**GOAL**
Rewrite only the lines of the listing from the line containing "As a warehouse robot's perception module, locate goal" up to and including the line containing "485,187,640,280", leaving the instruction lines and their sample coordinates unchanged. In the final line, which holds the detected bounding-box coordinates, multiply each coordinate by 1.05 and round it to a whole number, with halves rounded up.

**DATA TO PROCESS**

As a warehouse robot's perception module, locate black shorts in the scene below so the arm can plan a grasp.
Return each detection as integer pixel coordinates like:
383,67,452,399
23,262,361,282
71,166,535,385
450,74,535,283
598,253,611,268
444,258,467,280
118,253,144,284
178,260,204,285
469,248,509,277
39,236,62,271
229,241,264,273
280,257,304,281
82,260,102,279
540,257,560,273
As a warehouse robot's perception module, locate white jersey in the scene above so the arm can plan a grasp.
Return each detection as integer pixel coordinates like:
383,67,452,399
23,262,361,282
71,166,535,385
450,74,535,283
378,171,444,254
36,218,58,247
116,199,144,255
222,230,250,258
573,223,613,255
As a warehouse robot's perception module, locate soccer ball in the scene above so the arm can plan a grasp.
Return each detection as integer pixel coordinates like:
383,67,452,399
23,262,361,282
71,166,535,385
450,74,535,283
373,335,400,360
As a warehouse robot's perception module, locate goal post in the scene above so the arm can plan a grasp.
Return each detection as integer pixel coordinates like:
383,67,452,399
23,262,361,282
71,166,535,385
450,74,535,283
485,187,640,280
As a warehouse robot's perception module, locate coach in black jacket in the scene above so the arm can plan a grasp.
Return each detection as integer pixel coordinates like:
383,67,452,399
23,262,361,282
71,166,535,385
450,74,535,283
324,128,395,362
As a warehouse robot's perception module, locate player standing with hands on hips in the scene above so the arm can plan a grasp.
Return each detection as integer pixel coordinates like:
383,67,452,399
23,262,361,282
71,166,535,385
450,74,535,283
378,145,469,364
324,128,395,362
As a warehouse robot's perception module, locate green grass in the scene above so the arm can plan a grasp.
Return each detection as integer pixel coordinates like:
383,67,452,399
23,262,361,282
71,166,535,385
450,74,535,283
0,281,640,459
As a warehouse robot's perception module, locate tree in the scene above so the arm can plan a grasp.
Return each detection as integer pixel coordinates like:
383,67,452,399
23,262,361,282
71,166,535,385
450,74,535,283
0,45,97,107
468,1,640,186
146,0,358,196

**CORRECT OUTPUT**
As a warehouse robot's perception module, locate goal post in the scene above so the arm can plan a grasp.
Return each detection as integer pixel coordinates like:
383,67,452,399
23,262,361,282
71,166,535,385
450,74,535,283
509,196,672,294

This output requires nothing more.